• _TEXT PROVIDED_:
Mark 5:21-41 / 28 June 2015

In Nomine Iesu

Today’s Gospel is a story of two daughters.  A 12 year-old girl, the daughter of a synagogue ruler named Jairus, and a woman who had suffered from a bleeding for 12 years, whom Jesus strangely calls “daughter.” Their lives are inextricably bound together by sickness, by death, by Jesus, who is Life and Healing, for them and for you too.

You can hear the despair in Jairus’ voice as he falls at the feet of Jesus, begging Him to come quickly to his home,”My little daugher is at the point of death. Please, come, and lay your hands on her, as you’ve done for so many people, so that she would be well again, and live. Please hurry. There isn’t much time. She’s only twelve years old. Please.”

You can sense his fathery anxiety as the crowds press in on Jesus so He can barely move around through the narrow streets. Progress is slow. Everyone is pushing and shoving to get in close to Jesus. A woman sneaks up behind Him. She’s suffered much over these twelve years. The physicans have taken all her money but only made things worse. (Luke, the physician, doesn’t mention this little fact.) She’d heard about Jesus. She figured she could grab a little drive-by miracle. “If I touch even His garments, I shall be made well. He won’t even know I was there. He won’t even notice.”

But Jesus did notice. As soon as she touched Him, she felt healing come into her body. Her twelve year illness was gone in an instant. She was healed! And at that very same moment, Jesus felt something too. Power had gone from Him. It’s as though the lights dimmed for moment. A sudden weakness came over Him. There are no cheap miracles, no free and anonymous healings. Each of them cost Jesus. He has the power of God to heal, and when He does, power goes out of Him. He has to know where it went? Who touched my garments? This is personal. Jesus will have no anonymous healing. He must see her, look her in the eye, speak with her.

• _EXERCISE TASKS_:
1. According to the sermon, what three things bind the lives of the two daughters together?
2. In the sermon, rewrite the passage that begins with "But Jesus did" and ends with "speak with her.", changing "cost" to "drained".

(Labeled area outline entries)
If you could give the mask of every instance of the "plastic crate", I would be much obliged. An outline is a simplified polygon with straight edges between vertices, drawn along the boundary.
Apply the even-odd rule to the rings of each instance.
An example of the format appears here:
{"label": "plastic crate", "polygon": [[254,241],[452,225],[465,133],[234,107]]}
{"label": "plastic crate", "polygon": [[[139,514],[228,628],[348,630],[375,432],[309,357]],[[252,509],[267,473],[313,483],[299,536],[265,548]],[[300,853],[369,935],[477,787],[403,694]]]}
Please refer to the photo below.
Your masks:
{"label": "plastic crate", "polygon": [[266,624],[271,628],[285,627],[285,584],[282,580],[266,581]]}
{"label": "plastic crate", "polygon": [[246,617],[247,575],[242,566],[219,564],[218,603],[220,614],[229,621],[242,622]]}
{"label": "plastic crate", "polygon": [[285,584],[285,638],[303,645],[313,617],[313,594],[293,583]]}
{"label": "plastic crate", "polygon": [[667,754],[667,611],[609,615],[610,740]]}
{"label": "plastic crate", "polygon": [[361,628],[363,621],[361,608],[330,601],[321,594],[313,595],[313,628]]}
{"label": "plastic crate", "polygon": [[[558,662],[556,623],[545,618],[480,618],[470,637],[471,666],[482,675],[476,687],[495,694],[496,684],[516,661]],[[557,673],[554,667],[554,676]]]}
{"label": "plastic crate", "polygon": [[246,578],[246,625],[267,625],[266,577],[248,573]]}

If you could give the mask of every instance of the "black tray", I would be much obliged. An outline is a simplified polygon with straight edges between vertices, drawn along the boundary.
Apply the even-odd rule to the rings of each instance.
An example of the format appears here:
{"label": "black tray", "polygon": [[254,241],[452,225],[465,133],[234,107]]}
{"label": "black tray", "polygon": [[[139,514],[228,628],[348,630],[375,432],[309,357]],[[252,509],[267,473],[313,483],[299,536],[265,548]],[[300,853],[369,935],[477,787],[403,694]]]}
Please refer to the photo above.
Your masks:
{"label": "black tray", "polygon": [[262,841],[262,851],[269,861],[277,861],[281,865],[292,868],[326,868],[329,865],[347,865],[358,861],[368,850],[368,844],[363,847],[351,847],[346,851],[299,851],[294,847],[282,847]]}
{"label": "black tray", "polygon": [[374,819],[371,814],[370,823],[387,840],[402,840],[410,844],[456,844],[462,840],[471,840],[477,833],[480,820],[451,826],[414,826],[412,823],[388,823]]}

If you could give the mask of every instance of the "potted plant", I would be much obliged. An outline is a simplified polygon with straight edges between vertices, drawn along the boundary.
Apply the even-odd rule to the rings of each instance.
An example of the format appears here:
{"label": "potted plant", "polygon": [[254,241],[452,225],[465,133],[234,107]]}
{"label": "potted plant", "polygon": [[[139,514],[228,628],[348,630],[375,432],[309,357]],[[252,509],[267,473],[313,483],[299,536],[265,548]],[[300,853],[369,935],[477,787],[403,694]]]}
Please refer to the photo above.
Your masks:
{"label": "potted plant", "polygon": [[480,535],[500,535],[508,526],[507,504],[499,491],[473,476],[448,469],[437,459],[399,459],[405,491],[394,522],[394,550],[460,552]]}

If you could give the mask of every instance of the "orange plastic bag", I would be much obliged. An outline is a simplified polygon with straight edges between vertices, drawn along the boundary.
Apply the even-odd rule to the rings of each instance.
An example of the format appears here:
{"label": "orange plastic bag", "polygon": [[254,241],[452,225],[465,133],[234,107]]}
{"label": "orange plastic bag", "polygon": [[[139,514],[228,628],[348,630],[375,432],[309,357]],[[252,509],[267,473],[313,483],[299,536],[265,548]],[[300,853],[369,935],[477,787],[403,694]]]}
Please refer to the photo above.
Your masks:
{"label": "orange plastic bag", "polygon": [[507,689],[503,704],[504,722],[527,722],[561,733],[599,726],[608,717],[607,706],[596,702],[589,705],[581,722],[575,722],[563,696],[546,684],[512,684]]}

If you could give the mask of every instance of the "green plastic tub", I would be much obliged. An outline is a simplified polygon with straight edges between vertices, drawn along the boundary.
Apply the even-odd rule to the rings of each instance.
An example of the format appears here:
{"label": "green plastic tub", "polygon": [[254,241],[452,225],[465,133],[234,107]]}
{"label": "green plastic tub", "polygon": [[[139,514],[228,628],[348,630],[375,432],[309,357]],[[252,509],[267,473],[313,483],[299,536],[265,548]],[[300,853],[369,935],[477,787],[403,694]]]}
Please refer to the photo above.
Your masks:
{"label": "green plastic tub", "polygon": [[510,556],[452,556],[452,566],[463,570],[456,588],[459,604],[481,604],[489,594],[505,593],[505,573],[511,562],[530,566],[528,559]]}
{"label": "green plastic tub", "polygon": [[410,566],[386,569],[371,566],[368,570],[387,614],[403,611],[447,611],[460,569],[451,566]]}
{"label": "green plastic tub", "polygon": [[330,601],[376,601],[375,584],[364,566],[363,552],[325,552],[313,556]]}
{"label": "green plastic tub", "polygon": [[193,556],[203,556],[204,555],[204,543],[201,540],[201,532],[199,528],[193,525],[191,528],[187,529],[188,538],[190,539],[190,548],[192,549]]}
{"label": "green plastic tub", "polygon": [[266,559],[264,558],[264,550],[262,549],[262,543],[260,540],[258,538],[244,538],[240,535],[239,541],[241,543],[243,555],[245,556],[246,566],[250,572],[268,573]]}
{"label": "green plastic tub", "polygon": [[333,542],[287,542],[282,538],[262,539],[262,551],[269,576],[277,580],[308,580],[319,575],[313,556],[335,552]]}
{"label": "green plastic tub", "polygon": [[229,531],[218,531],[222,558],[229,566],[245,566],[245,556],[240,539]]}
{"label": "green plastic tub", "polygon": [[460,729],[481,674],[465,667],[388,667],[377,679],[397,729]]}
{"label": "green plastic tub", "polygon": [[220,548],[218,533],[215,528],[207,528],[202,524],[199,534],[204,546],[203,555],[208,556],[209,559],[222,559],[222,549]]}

• _SOLUTION LIST_:
1. Sickness, death, and Jesus.

2.
But Jesus did notice. As soon as she touched Him, she felt healing come into her body. Her twelve year illness was gone in an instant. She was healed! And at that very same moment, Jesus felt something too. Power had gone from Him. It’s as though the lights dimmed for moment. A sudden weakness came over Him. There are no cheap miracles, no free and anonymous healings. Each of them drained Jesus. He has the power of God to heal, and when He does, power goes out of Him. He has to know where it went? Who touched my garments? This is personal. Jesus will have no anonymous healing. He must see her, look her in the eye, speak with her.